### INPUT ROWS
----
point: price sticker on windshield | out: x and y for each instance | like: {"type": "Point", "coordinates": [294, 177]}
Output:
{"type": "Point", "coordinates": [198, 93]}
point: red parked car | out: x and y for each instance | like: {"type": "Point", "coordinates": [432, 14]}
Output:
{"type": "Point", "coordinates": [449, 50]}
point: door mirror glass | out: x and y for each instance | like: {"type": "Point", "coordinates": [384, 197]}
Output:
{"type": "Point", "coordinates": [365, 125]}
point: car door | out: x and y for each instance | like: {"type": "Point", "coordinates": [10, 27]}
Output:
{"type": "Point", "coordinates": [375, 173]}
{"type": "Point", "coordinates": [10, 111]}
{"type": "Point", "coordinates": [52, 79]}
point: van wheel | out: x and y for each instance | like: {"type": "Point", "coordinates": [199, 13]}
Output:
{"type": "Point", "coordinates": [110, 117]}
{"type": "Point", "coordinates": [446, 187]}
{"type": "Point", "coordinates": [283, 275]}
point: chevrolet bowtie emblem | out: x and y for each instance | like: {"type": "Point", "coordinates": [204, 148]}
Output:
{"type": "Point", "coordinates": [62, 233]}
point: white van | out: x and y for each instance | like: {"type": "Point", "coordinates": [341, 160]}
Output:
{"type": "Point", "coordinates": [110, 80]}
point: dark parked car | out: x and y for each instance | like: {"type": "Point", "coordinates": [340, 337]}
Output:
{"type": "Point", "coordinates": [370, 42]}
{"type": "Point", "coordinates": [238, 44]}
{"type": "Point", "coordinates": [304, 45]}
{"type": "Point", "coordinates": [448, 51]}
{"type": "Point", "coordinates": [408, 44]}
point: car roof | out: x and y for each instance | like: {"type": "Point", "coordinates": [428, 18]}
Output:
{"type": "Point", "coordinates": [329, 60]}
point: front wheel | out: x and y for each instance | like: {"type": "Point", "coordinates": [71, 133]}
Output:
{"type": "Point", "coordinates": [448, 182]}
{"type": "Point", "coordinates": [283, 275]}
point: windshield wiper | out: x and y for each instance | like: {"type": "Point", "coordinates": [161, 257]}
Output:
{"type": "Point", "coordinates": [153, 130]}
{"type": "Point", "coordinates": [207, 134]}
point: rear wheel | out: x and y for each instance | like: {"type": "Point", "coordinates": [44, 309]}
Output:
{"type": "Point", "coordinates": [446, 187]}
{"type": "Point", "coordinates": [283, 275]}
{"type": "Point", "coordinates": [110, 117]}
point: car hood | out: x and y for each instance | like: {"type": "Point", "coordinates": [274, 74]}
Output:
----
### AIM OF THE TASK
Rewrite the listing above, replacing every "wheel" with "tire" and leaving everything else unchanged.

### RESPONSE TO THIS EXERCISE
point: price sticker on windshield | out: x and y for each instance | like: {"type": "Point", "coordinates": [294, 177]}
Output:
{"type": "Point", "coordinates": [198, 93]}
point: red parked car | out: x and y for each instance | like: {"type": "Point", "coordinates": [432, 14]}
Output:
{"type": "Point", "coordinates": [449, 50]}
point: door mirror glass | out: x and y for each instance | like: {"type": "Point", "coordinates": [384, 197]}
Output:
{"type": "Point", "coordinates": [365, 125]}
point: car door | out: x and y for each instance | like: {"type": "Point", "coordinates": [10, 27]}
Output:
{"type": "Point", "coordinates": [375, 173]}
{"type": "Point", "coordinates": [10, 111]}
{"type": "Point", "coordinates": [52, 79]}
point: van tire | out: x and y for each instance | like: {"type": "Point", "coordinates": [199, 13]}
Output:
{"type": "Point", "coordinates": [110, 117]}
{"type": "Point", "coordinates": [446, 187]}
{"type": "Point", "coordinates": [283, 275]}
point: chevrolet bowtie emblem | out: x and y for each instance | like: {"type": "Point", "coordinates": [204, 148]}
Output:
{"type": "Point", "coordinates": [62, 233]}
point: white van | out: x and y for each instance | like: {"type": "Point", "coordinates": [341, 160]}
Output:
{"type": "Point", "coordinates": [110, 80]}
point: dark parked car | out: x and y for each instance | like: {"type": "Point", "coordinates": [340, 337]}
Output:
{"type": "Point", "coordinates": [370, 42]}
{"type": "Point", "coordinates": [238, 44]}
{"type": "Point", "coordinates": [304, 45]}
{"type": "Point", "coordinates": [448, 51]}
{"type": "Point", "coordinates": [408, 44]}
point: car roof | out: x and y for each instance | like: {"type": "Point", "coordinates": [428, 18]}
Output:
{"type": "Point", "coordinates": [329, 60]}
point: front tire | out: x and y for each instance | like: {"type": "Point", "coordinates": [71, 133]}
Output:
{"type": "Point", "coordinates": [448, 182]}
{"type": "Point", "coordinates": [283, 275]}
point: windshield wiper | out: x and y for each instance | like: {"type": "Point", "coordinates": [161, 257]}
Output:
{"type": "Point", "coordinates": [153, 130]}
{"type": "Point", "coordinates": [207, 134]}
point: rear tire | out: x and y for each instance | like: {"type": "Point", "coordinates": [44, 309]}
Output:
{"type": "Point", "coordinates": [446, 187]}
{"type": "Point", "coordinates": [283, 275]}
{"type": "Point", "coordinates": [110, 117]}
point: car hood | out: x and y for each instance | like: {"type": "Point", "coordinates": [274, 74]}
Output:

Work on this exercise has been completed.